◆ **EXERCISE**
Copy the part of the listing below that begins with the line containing "Could you please outline every instance of the white planter" and runs to the end of the listing, keeping every line unchanged. Include both the first line and the last line, and output nothing else.

(Extracted listing)
____

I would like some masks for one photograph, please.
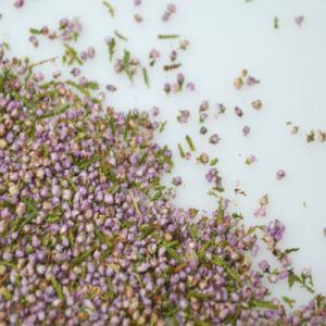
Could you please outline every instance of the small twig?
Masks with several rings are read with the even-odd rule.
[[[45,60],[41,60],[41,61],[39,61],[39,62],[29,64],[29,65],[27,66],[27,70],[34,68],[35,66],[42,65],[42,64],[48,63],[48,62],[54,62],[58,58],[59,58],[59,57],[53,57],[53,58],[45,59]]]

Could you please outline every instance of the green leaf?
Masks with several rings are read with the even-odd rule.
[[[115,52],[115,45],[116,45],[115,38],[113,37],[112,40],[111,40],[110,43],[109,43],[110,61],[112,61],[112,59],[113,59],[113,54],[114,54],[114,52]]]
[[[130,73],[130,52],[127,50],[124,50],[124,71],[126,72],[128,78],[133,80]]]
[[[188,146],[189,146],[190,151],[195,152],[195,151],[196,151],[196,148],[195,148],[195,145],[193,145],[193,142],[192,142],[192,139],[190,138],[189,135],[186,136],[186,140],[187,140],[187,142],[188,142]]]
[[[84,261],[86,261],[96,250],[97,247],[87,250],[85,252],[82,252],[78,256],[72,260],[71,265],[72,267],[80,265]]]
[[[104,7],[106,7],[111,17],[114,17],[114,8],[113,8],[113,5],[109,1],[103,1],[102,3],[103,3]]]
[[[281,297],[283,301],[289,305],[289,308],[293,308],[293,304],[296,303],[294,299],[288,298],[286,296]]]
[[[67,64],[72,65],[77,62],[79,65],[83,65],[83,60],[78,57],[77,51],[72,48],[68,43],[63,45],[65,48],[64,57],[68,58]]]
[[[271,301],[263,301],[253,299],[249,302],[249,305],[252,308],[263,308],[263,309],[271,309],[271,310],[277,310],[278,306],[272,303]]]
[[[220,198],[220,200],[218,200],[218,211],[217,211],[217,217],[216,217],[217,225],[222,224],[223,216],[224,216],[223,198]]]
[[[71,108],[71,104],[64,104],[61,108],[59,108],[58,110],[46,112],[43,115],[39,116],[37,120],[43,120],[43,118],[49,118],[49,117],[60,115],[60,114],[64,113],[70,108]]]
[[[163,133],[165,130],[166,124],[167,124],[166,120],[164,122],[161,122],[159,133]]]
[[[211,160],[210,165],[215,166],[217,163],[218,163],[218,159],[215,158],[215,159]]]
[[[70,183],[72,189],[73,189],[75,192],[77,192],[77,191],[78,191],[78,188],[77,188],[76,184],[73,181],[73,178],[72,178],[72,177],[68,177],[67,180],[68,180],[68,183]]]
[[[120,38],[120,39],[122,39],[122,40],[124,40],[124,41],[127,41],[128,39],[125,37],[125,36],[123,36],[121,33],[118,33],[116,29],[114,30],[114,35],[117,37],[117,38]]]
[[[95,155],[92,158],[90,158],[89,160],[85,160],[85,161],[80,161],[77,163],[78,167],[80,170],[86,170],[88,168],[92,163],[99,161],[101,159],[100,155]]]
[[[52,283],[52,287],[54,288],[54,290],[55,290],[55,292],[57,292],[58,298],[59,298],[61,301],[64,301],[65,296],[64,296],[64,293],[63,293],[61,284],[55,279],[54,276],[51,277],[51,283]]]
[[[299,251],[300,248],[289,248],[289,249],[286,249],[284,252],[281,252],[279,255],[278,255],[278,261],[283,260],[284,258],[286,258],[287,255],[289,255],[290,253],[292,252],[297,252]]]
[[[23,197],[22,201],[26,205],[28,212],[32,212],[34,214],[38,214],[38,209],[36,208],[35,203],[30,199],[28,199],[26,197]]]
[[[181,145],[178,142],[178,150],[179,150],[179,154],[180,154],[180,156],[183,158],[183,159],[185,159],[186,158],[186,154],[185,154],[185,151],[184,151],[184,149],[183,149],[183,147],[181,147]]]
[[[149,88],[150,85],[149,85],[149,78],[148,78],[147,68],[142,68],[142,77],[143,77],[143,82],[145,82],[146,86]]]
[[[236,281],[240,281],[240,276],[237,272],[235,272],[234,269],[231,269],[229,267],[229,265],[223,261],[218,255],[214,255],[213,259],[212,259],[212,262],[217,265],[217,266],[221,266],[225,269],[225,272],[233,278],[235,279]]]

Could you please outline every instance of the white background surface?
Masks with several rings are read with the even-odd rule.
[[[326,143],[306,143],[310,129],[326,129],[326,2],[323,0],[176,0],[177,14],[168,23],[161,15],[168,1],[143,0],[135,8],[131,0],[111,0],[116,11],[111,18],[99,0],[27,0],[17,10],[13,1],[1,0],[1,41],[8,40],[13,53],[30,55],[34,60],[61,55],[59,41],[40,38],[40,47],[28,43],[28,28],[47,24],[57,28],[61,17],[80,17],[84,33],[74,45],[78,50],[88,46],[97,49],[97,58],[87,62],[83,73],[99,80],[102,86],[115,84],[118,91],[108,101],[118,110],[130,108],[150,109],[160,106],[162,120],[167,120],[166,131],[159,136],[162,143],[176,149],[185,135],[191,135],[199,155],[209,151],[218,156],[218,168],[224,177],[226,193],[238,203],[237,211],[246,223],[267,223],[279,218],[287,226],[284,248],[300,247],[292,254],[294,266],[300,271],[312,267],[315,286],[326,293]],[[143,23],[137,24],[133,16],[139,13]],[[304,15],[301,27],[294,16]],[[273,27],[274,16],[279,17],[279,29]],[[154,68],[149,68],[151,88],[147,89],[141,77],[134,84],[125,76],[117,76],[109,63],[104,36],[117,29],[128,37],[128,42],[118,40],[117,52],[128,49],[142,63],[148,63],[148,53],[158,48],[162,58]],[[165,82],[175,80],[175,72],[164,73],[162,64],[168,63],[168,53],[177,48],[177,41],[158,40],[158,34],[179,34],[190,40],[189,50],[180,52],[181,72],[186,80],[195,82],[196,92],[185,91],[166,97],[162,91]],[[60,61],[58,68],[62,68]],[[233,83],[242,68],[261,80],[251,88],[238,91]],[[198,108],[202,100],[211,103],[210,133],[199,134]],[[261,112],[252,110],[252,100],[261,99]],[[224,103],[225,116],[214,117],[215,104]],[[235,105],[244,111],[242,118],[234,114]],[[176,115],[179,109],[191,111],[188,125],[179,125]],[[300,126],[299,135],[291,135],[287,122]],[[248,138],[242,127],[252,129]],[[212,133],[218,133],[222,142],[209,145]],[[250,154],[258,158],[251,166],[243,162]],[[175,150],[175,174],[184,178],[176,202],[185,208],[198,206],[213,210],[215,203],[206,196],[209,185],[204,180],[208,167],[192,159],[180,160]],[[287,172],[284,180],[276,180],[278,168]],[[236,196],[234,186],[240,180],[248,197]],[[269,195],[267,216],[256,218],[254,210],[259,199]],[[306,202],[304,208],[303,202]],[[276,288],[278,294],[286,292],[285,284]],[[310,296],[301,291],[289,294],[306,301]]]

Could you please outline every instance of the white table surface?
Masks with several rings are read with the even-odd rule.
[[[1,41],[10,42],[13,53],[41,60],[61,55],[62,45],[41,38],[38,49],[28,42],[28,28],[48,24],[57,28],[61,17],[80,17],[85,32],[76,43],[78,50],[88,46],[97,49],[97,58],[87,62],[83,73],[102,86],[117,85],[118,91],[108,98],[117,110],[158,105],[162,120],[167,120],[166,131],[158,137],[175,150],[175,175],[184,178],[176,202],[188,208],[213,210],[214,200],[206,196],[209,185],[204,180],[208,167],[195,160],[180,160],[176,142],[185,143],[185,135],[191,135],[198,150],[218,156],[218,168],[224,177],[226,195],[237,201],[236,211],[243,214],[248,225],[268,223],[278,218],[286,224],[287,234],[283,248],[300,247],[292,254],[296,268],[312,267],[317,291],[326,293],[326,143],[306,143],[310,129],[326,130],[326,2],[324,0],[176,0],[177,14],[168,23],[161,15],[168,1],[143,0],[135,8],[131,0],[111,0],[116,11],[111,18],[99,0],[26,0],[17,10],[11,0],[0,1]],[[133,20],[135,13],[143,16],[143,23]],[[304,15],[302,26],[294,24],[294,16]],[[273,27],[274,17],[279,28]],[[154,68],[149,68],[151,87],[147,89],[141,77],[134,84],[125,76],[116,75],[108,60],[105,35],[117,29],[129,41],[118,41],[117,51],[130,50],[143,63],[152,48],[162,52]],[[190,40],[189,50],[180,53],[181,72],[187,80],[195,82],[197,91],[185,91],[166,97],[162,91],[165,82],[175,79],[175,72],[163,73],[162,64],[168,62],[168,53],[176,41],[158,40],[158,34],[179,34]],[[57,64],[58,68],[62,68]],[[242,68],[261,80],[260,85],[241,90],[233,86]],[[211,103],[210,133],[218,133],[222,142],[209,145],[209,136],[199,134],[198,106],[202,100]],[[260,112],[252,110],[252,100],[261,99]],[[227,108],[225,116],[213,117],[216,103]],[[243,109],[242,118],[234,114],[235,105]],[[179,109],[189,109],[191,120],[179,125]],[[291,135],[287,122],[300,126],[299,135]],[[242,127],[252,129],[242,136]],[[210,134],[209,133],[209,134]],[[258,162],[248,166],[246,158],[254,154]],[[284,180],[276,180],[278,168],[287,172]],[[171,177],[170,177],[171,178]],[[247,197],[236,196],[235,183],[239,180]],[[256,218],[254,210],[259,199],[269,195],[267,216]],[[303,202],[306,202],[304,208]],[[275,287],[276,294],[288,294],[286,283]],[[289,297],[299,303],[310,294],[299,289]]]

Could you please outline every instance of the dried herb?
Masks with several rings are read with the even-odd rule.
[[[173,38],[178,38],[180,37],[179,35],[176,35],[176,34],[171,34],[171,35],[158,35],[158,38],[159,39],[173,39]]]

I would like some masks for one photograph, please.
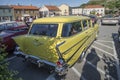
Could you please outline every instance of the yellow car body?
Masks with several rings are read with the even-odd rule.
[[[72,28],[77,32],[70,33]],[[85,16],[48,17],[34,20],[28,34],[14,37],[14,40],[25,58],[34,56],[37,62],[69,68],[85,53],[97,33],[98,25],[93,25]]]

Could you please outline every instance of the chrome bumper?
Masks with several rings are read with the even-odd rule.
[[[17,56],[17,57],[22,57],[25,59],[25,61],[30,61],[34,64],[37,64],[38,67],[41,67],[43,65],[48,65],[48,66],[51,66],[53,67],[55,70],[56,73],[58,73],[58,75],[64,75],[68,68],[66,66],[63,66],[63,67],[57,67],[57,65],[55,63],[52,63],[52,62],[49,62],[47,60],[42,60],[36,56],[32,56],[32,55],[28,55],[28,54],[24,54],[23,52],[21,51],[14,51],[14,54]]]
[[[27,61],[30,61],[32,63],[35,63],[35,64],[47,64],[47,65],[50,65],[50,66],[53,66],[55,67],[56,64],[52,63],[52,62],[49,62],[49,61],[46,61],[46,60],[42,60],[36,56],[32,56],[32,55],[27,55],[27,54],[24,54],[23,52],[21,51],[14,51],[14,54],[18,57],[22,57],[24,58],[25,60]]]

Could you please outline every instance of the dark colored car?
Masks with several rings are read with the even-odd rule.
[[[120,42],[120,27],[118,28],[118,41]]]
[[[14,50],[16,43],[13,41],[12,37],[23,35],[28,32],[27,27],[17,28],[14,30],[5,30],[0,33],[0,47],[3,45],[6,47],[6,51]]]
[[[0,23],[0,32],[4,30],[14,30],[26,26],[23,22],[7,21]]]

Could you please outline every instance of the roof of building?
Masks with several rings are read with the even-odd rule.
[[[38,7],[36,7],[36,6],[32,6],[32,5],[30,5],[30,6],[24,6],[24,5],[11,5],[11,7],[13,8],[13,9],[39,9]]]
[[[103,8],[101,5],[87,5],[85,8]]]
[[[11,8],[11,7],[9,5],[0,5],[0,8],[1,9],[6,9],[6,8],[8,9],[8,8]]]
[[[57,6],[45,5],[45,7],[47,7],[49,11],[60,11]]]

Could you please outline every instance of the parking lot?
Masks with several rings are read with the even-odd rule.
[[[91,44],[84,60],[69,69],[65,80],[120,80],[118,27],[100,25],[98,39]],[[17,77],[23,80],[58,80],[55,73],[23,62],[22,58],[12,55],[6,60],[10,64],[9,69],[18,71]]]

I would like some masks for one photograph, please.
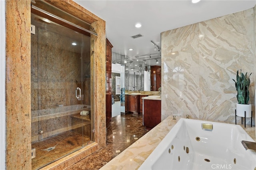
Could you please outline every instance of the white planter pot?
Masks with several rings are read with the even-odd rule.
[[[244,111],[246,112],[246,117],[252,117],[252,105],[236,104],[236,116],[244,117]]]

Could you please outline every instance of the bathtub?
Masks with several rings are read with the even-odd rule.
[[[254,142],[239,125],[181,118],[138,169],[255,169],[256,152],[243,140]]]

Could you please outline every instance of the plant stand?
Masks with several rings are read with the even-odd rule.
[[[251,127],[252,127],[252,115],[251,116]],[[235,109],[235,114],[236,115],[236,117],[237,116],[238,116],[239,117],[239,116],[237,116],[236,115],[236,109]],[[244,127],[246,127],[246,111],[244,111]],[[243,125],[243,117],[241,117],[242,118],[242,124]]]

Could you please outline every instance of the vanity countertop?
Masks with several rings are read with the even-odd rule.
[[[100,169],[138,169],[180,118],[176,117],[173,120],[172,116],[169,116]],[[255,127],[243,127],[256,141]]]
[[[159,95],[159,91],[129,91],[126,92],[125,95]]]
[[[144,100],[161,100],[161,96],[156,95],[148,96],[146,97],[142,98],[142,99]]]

____

◆ **RESPONSE**
Could you please outline every instance of the white planter pot?
Masks with several rings are read with the even-odd rule.
[[[244,111],[246,112],[246,117],[252,117],[252,105],[236,104],[236,116],[244,117]]]

Could you please outline every instance of the bathtub?
Masks with several rings are read with the even-odd rule.
[[[254,142],[239,125],[181,118],[138,169],[255,169],[256,152],[243,140]]]

Could you please outline every instance of the plant stand?
Masks with several rings are read with the even-odd rule.
[[[251,127],[252,127],[252,115],[251,116]],[[235,109],[235,114],[236,115],[236,117],[237,116],[238,116],[239,117],[239,116],[237,116],[236,115],[236,109]],[[244,127],[246,127],[246,111],[244,111]],[[243,125],[243,117],[241,117],[242,118],[242,124]]]

Could you please outline every instance of the vanity countertop?
Masks with several rings are read with the even-odd rule.
[[[100,169],[138,169],[180,118],[176,117],[173,120],[172,116],[169,116]],[[255,127],[243,127],[256,141]]]
[[[159,95],[159,91],[129,91],[126,92],[125,95]]]
[[[144,100],[161,100],[161,96],[156,95],[148,96],[146,97],[142,98],[142,99]]]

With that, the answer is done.